- Problem details -
In the forum thread about chardet below, list every key in the dictionary that the interpreter call to chardet.detect returned.

- Excerpted passage -

(begin)

Discussion:
Chardet oddity
(too old to reply)
Albert-Jan Roskam
2024-10-23 17:07:14 UTC
Permalink
Today I used chardet.detect in the repl and it returned windows-1252
(incorrect, because it later resulted in a UnicodeDecodeError). When I ran
chardet as a script (which uses UniversalLineDetector) this returned
MacRoman. Isn't charset.detect the correct way? I've used this method many
times.
# Interpreter
contents = open(FILENAME, "rb").read()
chardet.detect(content)
{'encoding': 'Windows-1252', 'confidence': 0.7282676610947401, 'language':
''}
# Terminal
$ python -m chardet FILENAME
FILENAME: MacRoman with confidence 0.7167379080370483
Thanks!
Albert-Jan
Stefan Ram
2024-10-23 17:43:51 UTC
Permalink
Post by Albert-Jan Roskam
Today I used chardet.detect in the repl and it returned windows-1252
(incorrect, because it later resulted in a UnicodeDecodeError). When I ran
chardet as a script (which uses UniversalLineDetector) this returned
MacRoman. Isn't charset.detect the correct way? I've used this method many
times.
Oof, that's a head-scratcher! Looks like chardet's throwing
you a curveball. Usually, chardet.detect() is the go-to method,
but it seems to be off its game here.

The script version's using UniversalLineDetector under the hood
(as you wrote), which might be giving it an edge in this case.

It's weird that the confidence levels are so close, though.
Maybe the file's got some quirks that are tripping up the
simpler detect() method.

I'd say stick with the script version for now if it's giving
you better results.

Here's how you can use it in your code:

from chardet.universaldetector import UniversalDetector

detector = UniversalDetector()
with open(FILENAME, 'rb') as file:
for line in file:
detector.feed(line)
if detector.done:
break
detector.close()

(end)

- Record excerpts -
(begin)

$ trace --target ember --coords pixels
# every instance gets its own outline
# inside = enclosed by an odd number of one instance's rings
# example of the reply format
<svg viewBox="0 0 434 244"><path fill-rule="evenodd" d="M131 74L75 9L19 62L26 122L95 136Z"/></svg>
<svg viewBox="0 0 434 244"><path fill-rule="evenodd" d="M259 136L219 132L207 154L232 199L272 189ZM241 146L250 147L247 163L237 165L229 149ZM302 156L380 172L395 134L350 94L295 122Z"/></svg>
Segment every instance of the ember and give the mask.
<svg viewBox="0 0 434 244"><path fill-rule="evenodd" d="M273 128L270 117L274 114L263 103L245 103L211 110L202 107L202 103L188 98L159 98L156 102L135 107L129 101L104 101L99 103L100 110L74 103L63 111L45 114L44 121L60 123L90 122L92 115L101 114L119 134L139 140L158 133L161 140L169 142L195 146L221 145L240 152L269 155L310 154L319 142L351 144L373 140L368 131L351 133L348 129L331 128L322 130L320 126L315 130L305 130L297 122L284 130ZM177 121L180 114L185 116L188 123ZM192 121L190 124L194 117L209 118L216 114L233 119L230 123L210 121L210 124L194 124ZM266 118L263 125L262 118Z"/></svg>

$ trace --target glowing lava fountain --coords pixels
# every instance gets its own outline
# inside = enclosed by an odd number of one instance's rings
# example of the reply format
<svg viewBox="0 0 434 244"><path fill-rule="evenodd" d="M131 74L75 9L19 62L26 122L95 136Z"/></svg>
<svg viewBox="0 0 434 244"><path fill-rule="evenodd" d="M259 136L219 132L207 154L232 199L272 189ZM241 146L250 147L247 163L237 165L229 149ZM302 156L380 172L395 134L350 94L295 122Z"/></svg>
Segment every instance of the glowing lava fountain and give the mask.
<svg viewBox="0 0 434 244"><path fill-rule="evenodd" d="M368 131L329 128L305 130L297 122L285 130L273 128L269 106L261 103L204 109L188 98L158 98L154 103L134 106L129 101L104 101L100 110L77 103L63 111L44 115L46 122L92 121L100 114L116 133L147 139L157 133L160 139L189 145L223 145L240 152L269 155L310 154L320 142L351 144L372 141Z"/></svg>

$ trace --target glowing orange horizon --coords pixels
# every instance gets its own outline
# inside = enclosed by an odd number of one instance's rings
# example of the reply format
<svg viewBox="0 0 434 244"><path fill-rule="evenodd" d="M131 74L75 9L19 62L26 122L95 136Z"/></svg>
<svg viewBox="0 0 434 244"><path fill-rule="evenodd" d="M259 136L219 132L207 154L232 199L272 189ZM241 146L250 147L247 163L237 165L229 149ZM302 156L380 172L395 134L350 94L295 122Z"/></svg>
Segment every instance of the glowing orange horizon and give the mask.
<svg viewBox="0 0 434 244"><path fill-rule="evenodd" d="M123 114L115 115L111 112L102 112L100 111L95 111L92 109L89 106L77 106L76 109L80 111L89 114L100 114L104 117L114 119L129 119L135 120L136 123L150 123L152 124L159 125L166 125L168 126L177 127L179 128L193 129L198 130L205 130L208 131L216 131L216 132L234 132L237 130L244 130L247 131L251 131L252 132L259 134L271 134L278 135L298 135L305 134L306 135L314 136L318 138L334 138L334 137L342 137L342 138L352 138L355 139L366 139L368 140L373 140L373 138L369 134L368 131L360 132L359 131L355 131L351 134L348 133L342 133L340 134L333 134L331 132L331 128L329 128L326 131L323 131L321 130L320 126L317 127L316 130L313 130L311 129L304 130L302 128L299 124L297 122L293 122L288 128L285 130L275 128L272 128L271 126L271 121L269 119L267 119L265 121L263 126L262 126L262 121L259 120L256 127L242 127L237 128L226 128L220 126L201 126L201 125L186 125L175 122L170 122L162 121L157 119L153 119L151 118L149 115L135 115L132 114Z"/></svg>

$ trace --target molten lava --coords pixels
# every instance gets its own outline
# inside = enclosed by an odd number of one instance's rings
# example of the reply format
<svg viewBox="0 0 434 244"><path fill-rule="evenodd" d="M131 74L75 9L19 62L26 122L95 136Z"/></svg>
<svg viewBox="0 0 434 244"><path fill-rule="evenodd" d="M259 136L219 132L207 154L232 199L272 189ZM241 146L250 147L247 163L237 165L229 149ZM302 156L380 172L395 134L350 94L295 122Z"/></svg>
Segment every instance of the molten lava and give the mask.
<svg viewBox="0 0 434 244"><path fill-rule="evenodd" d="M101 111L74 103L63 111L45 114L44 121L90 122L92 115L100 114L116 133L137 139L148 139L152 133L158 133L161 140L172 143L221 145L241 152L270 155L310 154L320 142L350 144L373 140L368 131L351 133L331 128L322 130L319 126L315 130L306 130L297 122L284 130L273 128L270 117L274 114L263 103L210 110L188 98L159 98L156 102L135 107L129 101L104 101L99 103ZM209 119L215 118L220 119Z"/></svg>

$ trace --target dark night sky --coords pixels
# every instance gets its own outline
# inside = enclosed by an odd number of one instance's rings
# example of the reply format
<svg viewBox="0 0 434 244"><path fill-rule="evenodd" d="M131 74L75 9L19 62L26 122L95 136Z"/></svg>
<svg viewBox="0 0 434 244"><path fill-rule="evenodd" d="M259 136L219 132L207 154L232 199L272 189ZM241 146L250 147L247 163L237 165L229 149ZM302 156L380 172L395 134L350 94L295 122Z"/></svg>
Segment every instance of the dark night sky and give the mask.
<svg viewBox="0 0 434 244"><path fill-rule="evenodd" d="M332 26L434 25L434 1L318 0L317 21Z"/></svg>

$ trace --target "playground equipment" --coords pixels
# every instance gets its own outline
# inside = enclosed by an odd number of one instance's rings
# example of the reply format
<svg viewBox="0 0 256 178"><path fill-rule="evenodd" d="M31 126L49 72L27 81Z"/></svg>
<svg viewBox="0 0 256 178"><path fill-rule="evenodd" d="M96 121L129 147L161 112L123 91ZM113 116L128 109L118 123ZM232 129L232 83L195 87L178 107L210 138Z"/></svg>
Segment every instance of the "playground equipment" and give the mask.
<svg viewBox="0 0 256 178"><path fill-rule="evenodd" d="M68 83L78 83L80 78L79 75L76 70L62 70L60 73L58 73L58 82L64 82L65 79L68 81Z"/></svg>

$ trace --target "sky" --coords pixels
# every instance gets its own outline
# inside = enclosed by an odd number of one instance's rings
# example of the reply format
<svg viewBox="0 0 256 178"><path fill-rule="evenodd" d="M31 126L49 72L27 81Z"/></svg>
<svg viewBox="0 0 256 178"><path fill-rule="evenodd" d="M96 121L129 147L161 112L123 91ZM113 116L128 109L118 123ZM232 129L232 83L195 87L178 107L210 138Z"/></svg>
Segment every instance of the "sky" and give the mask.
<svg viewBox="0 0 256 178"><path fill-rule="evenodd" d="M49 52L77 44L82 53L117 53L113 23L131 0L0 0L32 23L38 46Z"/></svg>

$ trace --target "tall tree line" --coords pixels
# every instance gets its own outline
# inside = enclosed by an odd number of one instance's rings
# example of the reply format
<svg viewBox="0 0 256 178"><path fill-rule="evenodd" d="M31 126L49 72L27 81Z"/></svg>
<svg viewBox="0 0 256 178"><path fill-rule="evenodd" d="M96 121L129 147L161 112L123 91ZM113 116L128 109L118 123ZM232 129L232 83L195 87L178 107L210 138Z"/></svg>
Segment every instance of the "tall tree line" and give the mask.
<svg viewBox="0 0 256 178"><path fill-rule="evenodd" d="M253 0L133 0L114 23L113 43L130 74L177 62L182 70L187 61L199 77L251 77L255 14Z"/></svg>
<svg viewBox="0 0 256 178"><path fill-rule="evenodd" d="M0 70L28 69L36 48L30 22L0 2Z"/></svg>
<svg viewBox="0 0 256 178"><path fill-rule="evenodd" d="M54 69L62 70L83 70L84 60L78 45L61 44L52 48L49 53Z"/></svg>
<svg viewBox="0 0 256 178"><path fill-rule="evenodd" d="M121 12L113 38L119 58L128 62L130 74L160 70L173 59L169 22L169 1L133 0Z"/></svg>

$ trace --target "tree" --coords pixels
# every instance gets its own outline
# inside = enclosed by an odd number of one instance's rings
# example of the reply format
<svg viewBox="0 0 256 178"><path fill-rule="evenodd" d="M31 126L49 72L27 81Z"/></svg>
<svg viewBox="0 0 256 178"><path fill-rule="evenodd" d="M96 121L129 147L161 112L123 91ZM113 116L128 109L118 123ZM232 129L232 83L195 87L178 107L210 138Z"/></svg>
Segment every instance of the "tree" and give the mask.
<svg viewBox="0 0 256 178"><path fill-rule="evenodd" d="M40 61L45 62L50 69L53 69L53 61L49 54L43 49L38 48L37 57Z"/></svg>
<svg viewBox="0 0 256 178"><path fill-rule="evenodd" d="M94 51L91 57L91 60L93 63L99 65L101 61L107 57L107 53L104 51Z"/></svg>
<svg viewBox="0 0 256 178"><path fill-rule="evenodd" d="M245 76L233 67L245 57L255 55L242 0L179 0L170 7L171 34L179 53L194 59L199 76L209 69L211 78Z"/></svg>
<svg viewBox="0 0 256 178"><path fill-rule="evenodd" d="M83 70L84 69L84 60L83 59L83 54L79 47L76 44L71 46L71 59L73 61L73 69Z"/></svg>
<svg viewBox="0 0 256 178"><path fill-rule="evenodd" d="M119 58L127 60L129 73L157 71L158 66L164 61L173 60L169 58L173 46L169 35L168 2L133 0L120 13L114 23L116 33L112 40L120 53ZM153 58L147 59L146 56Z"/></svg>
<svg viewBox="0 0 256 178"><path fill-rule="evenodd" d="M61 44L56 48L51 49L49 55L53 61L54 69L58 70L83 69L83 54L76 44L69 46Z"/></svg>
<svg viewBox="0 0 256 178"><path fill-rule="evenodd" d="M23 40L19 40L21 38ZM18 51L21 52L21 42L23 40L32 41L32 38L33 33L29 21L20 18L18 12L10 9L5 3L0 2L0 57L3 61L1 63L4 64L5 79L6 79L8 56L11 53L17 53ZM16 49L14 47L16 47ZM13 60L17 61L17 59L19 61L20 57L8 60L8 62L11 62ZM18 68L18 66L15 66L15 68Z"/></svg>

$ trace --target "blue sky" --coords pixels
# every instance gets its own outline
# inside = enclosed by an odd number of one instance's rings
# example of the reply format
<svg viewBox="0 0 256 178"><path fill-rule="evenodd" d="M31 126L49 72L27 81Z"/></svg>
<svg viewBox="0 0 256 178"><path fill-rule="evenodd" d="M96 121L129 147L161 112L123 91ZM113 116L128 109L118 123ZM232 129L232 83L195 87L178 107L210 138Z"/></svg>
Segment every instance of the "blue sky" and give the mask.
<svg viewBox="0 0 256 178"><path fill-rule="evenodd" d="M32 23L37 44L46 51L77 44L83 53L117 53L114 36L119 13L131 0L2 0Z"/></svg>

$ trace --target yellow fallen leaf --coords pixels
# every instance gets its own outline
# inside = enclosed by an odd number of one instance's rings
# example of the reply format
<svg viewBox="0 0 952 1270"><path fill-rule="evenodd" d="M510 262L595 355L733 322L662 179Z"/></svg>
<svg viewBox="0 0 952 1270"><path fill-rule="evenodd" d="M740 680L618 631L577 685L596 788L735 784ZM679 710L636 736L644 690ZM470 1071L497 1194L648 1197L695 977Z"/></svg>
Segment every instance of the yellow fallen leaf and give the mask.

(end)

- Complete answer -
encoding, confidence, language